** START OF DATA FOR THE TASK **

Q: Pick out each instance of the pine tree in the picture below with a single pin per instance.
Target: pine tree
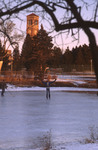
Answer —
(4, 57)
(16, 59)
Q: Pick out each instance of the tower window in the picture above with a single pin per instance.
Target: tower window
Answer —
(30, 22)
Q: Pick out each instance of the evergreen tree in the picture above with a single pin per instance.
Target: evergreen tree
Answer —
(4, 57)
(16, 59)
(42, 49)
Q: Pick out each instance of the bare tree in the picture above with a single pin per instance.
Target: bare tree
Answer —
(71, 17)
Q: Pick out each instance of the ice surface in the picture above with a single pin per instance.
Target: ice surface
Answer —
(28, 121)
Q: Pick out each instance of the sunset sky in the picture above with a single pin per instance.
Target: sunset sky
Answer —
(61, 40)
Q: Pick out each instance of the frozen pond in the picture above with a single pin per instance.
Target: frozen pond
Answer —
(27, 118)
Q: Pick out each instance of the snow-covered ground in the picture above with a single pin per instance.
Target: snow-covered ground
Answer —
(28, 121)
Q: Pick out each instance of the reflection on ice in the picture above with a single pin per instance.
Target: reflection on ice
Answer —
(28, 121)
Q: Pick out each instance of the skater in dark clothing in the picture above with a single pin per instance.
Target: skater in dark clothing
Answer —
(47, 84)
(3, 86)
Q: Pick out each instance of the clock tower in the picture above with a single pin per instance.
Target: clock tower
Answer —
(32, 24)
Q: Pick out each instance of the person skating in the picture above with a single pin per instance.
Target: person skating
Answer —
(47, 84)
(3, 87)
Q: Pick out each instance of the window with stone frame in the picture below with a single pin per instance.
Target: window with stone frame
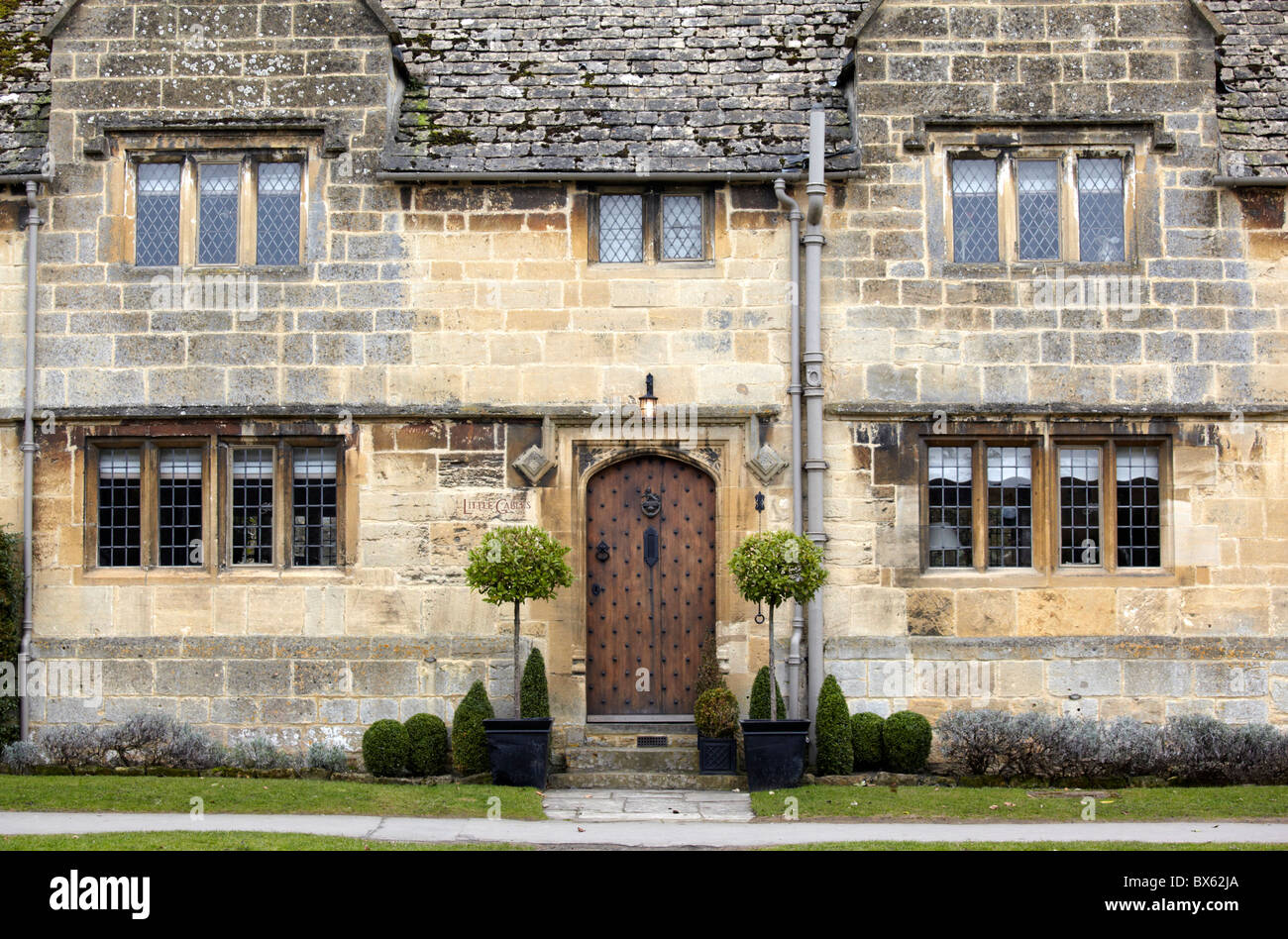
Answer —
(1038, 204)
(1050, 504)
(651, 226)
(217, 208)
(153, 505)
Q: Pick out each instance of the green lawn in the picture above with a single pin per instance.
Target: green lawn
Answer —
(931, 802)
(226, 841)
(259, 796)
(1021, 847)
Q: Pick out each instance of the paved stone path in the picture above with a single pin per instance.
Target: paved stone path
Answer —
(648, 805)
(645, 834)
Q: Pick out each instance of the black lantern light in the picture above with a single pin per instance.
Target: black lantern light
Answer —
(648, 401)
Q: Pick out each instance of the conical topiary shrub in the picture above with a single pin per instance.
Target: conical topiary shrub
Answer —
(469, 741)
(866, 737)
(533, 691)
(428, 753)
(708, 666)
(832, 723)
(906, 737)
(384, 747)
(759, 708)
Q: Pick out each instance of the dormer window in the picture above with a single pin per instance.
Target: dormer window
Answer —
(1039, 205)
(651, 227)
(218, 209)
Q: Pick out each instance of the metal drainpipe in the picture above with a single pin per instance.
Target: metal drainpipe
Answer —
(29, 453)
(794, 390)
(812, 364)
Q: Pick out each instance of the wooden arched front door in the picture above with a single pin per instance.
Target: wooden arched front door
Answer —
(651, 586)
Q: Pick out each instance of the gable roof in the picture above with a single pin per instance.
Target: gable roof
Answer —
(24, 85)
(583, 85)
(1253, 89)
(592, 86)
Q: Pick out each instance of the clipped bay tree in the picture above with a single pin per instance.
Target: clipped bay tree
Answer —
(516, 565)
(773, 567)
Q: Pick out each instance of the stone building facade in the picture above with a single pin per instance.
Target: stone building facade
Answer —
(449, 348)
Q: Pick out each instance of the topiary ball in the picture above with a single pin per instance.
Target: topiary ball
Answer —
(716, 712)
(906, 737)
(469, 738)
(832, 730)
(866, 737)
(428, 754)
(385, 747)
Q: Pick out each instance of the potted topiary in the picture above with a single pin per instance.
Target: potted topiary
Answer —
(716, 715)
(772, 567)
(515, 566)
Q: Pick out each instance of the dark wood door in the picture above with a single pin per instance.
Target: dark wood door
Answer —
(651, 585)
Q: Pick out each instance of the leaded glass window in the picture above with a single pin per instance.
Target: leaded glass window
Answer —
(1010, 506)
(179, 504)
(313, 505)
(217, 213)
(120, 508)
(1080, 506)
(682, 227)
(974, 211)
(277, 230)
(1140, 527)
(949, 502)
(1038, 184)
(253, 505)
(156, 224)
(621, 228)
(1100, 209)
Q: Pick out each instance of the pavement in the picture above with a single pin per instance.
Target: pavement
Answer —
(647, 834)
(648, 805)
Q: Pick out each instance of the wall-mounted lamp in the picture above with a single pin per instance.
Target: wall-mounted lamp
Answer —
(648, 401)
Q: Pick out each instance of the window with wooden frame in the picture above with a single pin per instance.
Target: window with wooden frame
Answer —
(281, 504)
(1064, 505)
(651, 227)
(1041, 204)
(278, 502)
(218, 209)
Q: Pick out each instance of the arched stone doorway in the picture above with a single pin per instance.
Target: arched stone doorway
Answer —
(651, 586)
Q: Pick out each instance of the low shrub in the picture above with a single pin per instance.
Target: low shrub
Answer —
(866, 740)
(716, 712)
(21, 756)
(426, 736)
(327, 756)
(906, 738)
(142, 738)
(1189, 749)
(759, 708)
(469, 741)
(385, 747)
(533, 691)
(708, 666)
(259, 753)
(72, 745)
(832, 730)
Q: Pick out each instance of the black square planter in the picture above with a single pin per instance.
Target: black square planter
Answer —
(717, 755)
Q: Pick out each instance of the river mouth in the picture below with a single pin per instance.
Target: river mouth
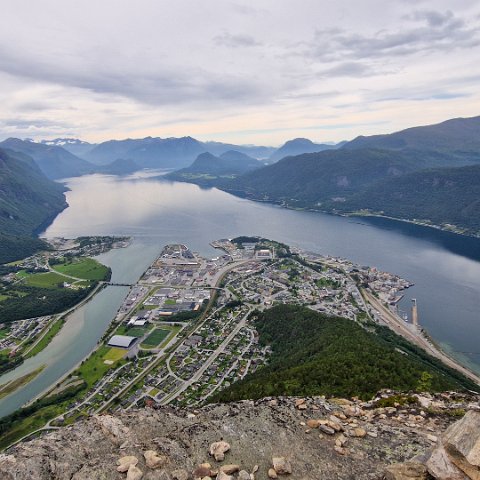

** END OF DATA FOR THE TASK **

» WHAT YOU ARE ASKED TO DO: Edit the rows from the line containing "Q: Pick out each instance of the frozen" through the line containing "(1021, 847)", replacing "frozen pond" with "iced-over pond" and leaving everything else unchanged. Omit the pictures from your answer.

» RESULT OF THE EXERCISE:
Q: Pick out each instance of the iced-over pond in the picture above with a single pin per instance.
Target: iced-over pond
Answer —
(27, 118)
Q: Pick out each instance of the snow-covered ground in the picture above with a single pin per instance.
Target: snow-covered ground
Answer —
(28, 121)
Q: Pick out each instance of the reflection on ice in the picture above with a single pin per instance.
Target: reflection on ice
Answer —
(28, 121)
Q: Pick out each instance of the skater in dark clothing in the picture above with a single pin per instance.
Target: skater in dark clothing
Answer —
(47, 84)
(3, 86)
Q: Pick out each instance of the clock tower in the picture above with a single pin per instance.
Target: clock tower
Answer —
(32, 24)
Q: Pick out each instance of the person skating in the picture above with a single pin per instance.
Target: person skating
Answer —
(47, 84)
(3, 87)
Q: Pick out each instance of the window with stone frame in the picture below with a single pin per instance.
Target: window with stone frame
Answer —
(1038, 204)
(1050, 504)
(651, 226)
(217, 208)
(153, 505)
Q: Pick out each instance of the green lawn in the picture above with a single pin per instance.
Target: green lawn
Answer —
(931, 802)
(226, 841)
(259, 796)
(1021, 847)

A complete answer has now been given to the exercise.